[Begin EXCERPT]

Chairlift was an American synth-pop band. Caroline Polachek and Aaron Pfenning formed Chairlift in 2005 while living in Boulder, Colorado, and Patrick Wimberly joined them when they moved to Brooklyn in 2007. In 2008, Chairlift released their debut album Does You Inspire You. Pfenning left the band in 2010, and as a duo, Polachek and Wimberly released two more albums: 2012's Something and 2016's Moth before announcing the end of Chairlift in December 2016.

History
Chairlift formed initially as a project between Aaron Pfenning and Caroline Polachek at the University of Colorado in October 2005. The group intended to make background music for haunted houses. Along with bassist Kyle McCabe, Chairlift recorded the beginning of Daylight Savings EP at New Monkey Studio in Los Angeles, California, in April 2006.

[End EXCERPT]

PROBLEMS ::
1. Translate this sentence from the Chairlift passage into Spanish: "The group intended to make background music for haunted houses."
2. Rewrite the Chairlift passage between "Chairlift was an" and "in December 2016.", inclusive, putting "pair" in place of "duo".
3. Carry the Chairlift passage forward, picking up right after its final sentence.

[Begin ITEMS]

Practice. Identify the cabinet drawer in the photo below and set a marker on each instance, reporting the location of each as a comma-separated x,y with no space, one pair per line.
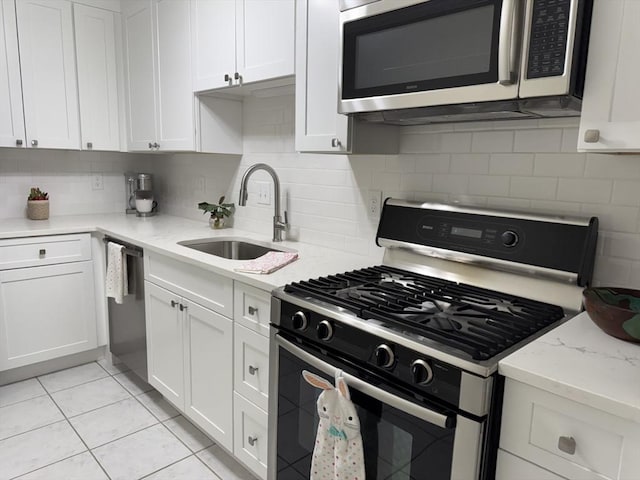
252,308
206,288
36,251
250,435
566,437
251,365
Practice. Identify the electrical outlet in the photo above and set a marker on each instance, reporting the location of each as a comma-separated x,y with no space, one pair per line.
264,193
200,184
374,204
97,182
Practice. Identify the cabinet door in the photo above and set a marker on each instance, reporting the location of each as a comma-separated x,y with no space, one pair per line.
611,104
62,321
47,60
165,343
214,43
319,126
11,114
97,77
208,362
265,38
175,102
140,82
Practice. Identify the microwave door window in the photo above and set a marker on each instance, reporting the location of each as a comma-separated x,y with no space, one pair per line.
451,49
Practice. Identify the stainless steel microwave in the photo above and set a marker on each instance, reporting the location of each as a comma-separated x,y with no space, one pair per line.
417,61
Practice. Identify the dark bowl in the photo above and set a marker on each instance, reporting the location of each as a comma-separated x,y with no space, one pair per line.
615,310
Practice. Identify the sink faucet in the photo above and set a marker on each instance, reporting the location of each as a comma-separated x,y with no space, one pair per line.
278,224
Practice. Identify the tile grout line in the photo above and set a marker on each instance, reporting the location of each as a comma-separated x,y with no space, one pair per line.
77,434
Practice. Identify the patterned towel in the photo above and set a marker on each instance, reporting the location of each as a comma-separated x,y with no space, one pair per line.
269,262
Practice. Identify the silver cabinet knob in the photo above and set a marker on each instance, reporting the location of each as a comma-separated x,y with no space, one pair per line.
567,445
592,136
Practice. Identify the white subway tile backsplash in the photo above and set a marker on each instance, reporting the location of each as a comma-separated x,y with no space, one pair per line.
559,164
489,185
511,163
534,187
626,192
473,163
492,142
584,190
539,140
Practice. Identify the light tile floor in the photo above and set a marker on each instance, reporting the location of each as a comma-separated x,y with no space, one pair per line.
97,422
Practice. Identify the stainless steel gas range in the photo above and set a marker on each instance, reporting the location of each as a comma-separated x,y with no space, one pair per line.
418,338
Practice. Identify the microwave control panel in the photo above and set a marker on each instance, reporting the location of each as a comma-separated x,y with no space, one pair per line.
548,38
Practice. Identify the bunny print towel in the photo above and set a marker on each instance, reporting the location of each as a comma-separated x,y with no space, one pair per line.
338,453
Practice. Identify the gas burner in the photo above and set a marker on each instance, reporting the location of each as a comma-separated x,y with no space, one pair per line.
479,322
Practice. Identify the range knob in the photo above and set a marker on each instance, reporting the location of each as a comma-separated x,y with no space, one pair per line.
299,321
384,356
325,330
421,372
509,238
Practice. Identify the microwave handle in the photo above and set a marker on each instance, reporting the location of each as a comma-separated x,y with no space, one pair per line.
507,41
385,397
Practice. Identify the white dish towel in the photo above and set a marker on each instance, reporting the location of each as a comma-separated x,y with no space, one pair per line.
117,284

[End ITEMS]
[Begin ITEMS]

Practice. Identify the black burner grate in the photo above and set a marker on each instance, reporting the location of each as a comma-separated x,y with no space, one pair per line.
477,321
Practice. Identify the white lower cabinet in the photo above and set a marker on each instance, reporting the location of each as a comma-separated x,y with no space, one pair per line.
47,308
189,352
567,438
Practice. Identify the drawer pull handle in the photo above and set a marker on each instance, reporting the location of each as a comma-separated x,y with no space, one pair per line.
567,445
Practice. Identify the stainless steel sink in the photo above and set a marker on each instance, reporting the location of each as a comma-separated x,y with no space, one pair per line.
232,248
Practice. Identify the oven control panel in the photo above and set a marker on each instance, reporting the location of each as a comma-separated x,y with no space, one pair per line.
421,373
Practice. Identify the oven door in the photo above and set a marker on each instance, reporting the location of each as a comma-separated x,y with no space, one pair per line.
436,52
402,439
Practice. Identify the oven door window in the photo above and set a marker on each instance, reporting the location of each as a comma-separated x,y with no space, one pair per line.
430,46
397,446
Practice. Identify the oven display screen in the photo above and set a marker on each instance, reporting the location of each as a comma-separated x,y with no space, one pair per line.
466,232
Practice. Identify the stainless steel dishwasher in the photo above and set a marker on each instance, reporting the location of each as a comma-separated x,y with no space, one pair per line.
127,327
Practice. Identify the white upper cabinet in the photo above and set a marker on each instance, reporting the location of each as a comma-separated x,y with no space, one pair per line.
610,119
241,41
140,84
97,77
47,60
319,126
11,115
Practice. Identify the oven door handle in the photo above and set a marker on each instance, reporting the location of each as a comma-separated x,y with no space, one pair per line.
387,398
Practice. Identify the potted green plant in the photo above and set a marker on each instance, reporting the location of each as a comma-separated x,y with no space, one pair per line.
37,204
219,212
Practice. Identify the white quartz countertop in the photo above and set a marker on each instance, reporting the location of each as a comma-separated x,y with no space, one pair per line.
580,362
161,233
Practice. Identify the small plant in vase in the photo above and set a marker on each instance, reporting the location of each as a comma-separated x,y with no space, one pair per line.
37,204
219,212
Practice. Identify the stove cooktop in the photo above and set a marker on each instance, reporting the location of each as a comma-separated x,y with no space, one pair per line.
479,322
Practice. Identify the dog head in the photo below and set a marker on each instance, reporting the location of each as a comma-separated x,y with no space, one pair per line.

[End ITEMS]

OUTPUTS FOR THE TASKS ::
1. El grupo tenía la intención de hacer música de fondo para casas embrujadas.

2.
Chairlift was an American synth-pop band. Caroline Polachek and Aaron Pfenning formed Chairlift in 2005 while living in Boulder, Colorado, and Patrick Wimberly joined them when they moved to Brooklyn in 2007. In 2008, Chairlift released their debut album Does You Inspire You. Pfenning left the band in 2010, and as a pair, Polachek and Wimberly released two more albums: 2012's Something and 2016's Moth before announcing the end of Chairlift in December 2016.

3.
Chairlift relocated to Williamsburg, Brooklyn, in August 2006 and signed to Kanine Records in June 2007. Patrick Wimberly joined the group in early 2007. After writing and recording while Polachek was still in college, Chairlift released their first full-length album, Does You Inspire You, in 2008. Their song "Bruises" was featured in the 2008 Apple commercial that launched the fourth-generation iPod Nano. The single "Evident Utensil" was nominated for an award in the "Breakthrough Video" category at the 2009 MTV Video Music Awards. The album was rereleased by Columbia Records on April 21, 2009, after the band signed with the major label. The re-release included two additional tracks not on the original release and a longer version of "Make Your Mind Up". Chairlift went on their first international tour, opening for bands like Phoenix, The Killers, and MGMT.

Pfenning left Chairlift in 2010 to pursue his solo career in Rewards.

On September 7, 2011, they released the video to their single "Amanaemonesia" from their second album Something. For their 2012 single "Met Before" Chairlift created an interactive, choose-your-own-adventure video that BuzzFeed awarded the number one spot on its "23 Best Music Videos of 2012" end-of-year round up. Their sophomore album Something released via Columbia Records on January 24, 2012. Something features production from Dan Carey and Alan Moulder. After the record was released in Japan, Polachek co-directed a video for a Japanese version of "I Belong In Your Arms" with director/animator Eric Epstein.

Through the time Polachek was finishing her solo record Arcadia, Chairlift continued working on their third record, Moth. Moth was released January 22, 2016 and featured 10 new songs, including the single "Ch-Ching".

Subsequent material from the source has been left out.